=== RECORDS TO PROCESS ===
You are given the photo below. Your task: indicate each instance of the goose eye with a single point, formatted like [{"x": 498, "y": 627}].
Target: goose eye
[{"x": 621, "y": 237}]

* * *

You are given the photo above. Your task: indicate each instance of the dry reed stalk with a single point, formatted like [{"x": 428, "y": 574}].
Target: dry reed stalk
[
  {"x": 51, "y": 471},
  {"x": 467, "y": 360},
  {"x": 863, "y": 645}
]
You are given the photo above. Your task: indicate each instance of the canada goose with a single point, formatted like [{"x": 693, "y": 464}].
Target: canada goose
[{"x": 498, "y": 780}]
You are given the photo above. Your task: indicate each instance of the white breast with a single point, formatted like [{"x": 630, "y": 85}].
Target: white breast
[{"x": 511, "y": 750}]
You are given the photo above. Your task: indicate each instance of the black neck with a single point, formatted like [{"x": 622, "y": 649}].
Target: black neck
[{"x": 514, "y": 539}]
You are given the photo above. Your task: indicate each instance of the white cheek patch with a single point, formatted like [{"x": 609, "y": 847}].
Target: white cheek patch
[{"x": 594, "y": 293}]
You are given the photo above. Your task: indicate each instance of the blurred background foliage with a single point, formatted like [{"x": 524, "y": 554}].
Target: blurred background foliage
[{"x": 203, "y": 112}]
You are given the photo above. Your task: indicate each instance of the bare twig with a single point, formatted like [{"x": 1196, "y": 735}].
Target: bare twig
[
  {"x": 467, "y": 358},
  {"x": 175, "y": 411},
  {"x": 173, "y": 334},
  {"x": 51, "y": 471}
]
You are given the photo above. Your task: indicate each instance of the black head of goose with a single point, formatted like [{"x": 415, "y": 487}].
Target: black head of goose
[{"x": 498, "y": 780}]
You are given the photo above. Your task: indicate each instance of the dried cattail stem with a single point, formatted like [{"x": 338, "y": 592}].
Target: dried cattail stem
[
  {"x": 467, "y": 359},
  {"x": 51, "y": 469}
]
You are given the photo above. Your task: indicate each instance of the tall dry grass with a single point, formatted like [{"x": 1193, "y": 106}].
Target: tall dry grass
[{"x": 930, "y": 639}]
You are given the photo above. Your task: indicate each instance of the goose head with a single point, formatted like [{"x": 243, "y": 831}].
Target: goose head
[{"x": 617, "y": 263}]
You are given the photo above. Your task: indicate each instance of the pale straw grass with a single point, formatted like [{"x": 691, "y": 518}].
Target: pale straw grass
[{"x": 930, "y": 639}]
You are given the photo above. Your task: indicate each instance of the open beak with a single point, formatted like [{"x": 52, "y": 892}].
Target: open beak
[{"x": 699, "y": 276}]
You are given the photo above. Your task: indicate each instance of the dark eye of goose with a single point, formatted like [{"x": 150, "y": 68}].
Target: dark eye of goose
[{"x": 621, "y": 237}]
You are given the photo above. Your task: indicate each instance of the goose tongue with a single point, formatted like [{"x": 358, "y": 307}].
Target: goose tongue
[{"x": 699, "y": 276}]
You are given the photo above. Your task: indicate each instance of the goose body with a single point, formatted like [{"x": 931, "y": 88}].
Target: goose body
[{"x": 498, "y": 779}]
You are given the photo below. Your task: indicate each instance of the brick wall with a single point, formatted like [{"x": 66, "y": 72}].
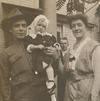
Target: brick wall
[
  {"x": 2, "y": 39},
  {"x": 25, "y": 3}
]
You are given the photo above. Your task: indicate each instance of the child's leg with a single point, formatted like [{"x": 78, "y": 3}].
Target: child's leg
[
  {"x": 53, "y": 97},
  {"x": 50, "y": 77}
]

=== TASK INSTRUCTIONS ===
Respond with the count of lines in the material above that contain the word "below", and add nothing to it.

=== WRITTEN RESPONSE ===
2